## Страница:
----------------------------------------

В такую эпоху, где я право имел ожидать от всех благомыслящих и привязанных к своему отечеству жаркого и ревностного содействия, вы один от меня отходите и, предпочитая личное честолюбие, мнимотронутое, пользе Империи, настоящим уже образом повредите своей репутации.

Если все вышеописанное против чаяния моего над вами действия никакого не произведет, то, по крайней мере, я вправе требовать от вас, чтобы до назначения преемника вашего вы продолжали исполнять обязанность вашу, как долг честного человека онаго требует. При первом свидании вашем вы мне решительно объявите, могу ли я в вас видеть того же графа Аракчеева, на привязанность которого я думал, что твердо смел надеяться, или необходимо мне будет заняться выбором нового Военного министра».

Письмо Александра к Аракчееву замечательно. Его упреки графу, оставившему важный пост в самое, пожалуй, тяжкое для России и ее государя время, в высшей степени проникновенны. Александр взывал к самым возвышенным и святым для русского человека чувствам. Он укорял Аракчеева в том, что тот личный свой интерес поставил выше государственного, что забыл собственные неоднократные заявления о привязанности своей к отечеству.

Как должен был вести себя в данной ситуации Аракчеев? Безусловно, ему оставалось лишь одно – тотчас броситься в столицу и объясниться с государем лицом к лицу. И он бросился, но не тотчас. А прежде ответил на письмо императора письмом же. «Простите меня, что я отнимаю у Вашего Величества время, – писал Алексей Андреевич императору 29 декабря 1809 года, – но кажется, от подобных мне, Ваше Величество, более бывали утруждены, а я в первый раз, да может быть и в последний обеспокоиваю моими просьбами.

Мнения публики столь различны, что на оные никогда положиться нельзя, и лучшее мнение в свете – спокойная в человеке совесть, я имею ее и буду с нею везде спокоен.

Государь! Я равно с другими всеми радуюсь сему новому учреждению, естьли оно полезно Государю и Отечеству моему, что и скажет время и дела.

Уверяю Вас, Государь, что до назначения мне преемника буду исправлять должность с тем же рачением, какое я имел всегда, но прошу Вашего Величества избрать онаго, а мне остаться в том предположении, какое я себе определил. Везде пребуду верным верноподданным до конца жизни».

В тот же день это письмо было доставлено фельдъегерем к императору. Аракчеев спешил выказать Александру свое достоинство. На следующий день – 30 декабря – гордый граф прибыл в столицу собственной персоной. Два последних дня 1809 года он провел в беседах с Его Величеством и чтении проекта учреждения Государственного Совета, текст которого был ему наконец представлен. По проекту, в рамках Госсовета создавался Военный департамент с председателем во главе. После того как Аракчеев ознакомился с содержанием проекта, Александр спросил его: «Чем хочешь быть, министром или председателем?» – «Лучше самому быть дядькой, нежели над собой иметь дядьку», – был ответ графа.

----------------------------------------

## Исходные данные:
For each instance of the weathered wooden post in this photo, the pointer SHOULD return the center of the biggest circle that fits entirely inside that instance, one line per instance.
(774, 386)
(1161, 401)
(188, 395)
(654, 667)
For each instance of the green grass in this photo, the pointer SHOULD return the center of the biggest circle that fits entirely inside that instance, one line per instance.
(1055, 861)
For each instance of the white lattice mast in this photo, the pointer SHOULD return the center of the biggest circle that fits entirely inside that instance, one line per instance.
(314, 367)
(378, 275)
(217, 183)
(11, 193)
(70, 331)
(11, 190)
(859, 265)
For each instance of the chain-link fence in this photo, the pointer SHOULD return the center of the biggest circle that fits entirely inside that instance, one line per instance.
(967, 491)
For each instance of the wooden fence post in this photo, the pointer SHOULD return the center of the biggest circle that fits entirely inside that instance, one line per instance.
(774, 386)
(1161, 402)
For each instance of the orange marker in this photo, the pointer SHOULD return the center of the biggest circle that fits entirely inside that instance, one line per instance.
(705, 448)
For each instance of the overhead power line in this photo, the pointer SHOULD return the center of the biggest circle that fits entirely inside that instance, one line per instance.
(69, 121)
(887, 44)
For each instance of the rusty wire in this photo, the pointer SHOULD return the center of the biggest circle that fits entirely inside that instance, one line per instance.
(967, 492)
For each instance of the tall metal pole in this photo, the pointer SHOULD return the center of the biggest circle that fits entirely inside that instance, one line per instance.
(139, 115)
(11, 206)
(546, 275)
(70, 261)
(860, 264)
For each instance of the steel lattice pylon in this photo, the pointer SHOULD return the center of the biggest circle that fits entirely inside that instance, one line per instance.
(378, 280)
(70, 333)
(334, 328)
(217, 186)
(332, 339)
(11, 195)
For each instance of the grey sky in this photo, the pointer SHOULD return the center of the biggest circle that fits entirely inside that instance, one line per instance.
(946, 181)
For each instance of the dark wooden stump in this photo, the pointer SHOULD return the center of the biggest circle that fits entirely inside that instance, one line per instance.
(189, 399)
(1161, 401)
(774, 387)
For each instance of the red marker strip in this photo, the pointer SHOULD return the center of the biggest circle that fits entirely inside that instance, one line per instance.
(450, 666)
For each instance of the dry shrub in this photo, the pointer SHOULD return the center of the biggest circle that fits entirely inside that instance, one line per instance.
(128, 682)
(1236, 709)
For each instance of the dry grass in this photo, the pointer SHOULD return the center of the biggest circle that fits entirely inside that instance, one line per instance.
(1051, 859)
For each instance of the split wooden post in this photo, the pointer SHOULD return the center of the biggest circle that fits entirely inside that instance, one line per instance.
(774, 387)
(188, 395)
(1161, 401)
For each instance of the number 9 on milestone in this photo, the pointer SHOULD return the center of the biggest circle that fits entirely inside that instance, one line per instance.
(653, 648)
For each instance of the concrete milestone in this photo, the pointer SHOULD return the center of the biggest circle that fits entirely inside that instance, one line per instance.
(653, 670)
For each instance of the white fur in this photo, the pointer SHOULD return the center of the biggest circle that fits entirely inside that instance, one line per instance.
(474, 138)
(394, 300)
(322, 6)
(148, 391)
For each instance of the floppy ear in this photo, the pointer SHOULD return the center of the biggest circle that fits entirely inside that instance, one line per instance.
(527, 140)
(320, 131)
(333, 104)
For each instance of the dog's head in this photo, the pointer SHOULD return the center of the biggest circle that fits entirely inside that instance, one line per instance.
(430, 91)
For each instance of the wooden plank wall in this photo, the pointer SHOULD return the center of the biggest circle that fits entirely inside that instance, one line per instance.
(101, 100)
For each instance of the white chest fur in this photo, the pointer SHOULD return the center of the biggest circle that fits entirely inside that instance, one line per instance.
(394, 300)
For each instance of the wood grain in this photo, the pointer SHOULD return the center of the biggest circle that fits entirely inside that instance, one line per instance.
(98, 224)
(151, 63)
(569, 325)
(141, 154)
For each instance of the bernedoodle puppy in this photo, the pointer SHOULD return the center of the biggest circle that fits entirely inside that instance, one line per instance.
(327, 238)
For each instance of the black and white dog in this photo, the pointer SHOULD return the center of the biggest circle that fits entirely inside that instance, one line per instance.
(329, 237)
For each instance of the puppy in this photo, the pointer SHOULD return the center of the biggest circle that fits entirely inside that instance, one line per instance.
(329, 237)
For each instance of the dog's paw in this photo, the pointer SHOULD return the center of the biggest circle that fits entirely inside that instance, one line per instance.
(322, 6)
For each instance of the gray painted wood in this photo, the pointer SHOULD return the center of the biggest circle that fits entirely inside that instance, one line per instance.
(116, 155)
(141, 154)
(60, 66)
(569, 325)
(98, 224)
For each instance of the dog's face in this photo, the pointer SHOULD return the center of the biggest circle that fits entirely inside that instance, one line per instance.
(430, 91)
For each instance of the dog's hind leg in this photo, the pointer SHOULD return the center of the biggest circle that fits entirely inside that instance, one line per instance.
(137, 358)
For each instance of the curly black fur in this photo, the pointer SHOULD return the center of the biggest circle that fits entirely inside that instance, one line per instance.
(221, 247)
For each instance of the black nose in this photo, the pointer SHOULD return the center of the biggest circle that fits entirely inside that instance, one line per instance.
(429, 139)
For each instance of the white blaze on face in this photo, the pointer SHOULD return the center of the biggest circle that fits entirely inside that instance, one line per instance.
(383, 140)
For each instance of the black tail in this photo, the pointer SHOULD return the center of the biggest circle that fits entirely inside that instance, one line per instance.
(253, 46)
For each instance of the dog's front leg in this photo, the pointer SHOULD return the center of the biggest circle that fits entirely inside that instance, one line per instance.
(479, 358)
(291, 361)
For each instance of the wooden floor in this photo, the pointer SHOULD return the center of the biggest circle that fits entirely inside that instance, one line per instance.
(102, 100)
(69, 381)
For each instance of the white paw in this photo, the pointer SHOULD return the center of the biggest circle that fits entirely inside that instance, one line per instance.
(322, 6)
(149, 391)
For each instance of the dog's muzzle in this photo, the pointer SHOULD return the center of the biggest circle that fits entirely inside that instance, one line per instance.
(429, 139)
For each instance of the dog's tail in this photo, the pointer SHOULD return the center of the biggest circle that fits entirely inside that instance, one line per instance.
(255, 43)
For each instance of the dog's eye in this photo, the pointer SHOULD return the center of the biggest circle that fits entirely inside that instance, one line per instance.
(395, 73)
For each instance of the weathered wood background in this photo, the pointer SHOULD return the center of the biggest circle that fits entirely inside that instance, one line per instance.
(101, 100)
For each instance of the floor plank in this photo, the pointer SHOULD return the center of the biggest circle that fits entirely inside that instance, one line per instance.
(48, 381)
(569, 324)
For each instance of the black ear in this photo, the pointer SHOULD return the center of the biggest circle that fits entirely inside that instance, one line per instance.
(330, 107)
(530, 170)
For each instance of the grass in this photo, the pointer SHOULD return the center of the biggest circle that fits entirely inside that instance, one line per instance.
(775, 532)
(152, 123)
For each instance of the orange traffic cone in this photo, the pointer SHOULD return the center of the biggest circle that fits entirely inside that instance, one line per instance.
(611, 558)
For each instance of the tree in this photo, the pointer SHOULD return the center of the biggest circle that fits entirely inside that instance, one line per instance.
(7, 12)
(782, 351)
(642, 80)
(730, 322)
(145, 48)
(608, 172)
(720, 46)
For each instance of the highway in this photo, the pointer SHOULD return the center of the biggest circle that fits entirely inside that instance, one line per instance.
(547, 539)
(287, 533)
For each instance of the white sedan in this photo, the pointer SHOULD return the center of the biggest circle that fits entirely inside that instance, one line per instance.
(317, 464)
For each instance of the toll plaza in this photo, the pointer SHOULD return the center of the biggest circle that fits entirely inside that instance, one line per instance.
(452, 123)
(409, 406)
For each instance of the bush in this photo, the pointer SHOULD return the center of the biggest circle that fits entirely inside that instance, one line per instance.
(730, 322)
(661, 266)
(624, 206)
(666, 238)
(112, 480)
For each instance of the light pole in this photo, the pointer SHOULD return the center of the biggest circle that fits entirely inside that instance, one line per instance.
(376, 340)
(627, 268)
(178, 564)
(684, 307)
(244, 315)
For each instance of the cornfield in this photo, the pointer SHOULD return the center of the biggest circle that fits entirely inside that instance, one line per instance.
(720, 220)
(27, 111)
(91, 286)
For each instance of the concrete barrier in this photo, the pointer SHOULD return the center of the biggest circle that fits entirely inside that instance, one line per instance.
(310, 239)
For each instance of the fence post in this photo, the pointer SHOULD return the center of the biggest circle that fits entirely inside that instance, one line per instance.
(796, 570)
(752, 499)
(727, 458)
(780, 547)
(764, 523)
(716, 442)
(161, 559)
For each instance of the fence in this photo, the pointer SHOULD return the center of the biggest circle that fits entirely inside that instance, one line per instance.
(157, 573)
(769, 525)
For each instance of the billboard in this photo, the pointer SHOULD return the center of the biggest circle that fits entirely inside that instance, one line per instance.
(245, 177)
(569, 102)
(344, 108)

----------------------------------------

## Задачи для решения:
**A)** Что ответил граф на вопрос Александра «Чем хочешь быть, министром или председателем?» в тексте об Аракчееве и Александре I?
**B)** Допишите следующую часть текста об Аракчееве и Александре I, начиная сразу после его последней фразы.

## Ожидаемые ответы:
**A)** «Лучше самому быть дядькой, нежели над собой иметь дядьку».

**B)**
1 января 1810 года Алексей Андреевич записал на прокладном листе принадлежавшей ему книги Святого Евангелия: «В сей день сдал звание военного министра. Советую всем, кто будет иметь сию книгу после меня, помнить, что честному человеку всегда трудно занимать важные места государства». Последнее слово в перепалке с императором осталось, таким образом, за непреклонным графом!

Глава восьмая
«АРАКЧЕЕВЩИНА»: ПЕРВЫЕ ОПЫТЫ

В первый день января 1810 года в 9 часов утра в Зимнем дворце началась торжественная церемония открытия Государственного Совета. Император Александр произнес речь. Государственный секретарь M. M. Сперанский зачитал Манифест об образовании Государственного Совета.

18 января состоялось официальное назначение графа Аракчеева председателем Военного департамента Государственного Совета. На освободившуюся должность министра военных сухопутных сил был определен генерал от инфантерии М. Б. Барклай-де-Толли.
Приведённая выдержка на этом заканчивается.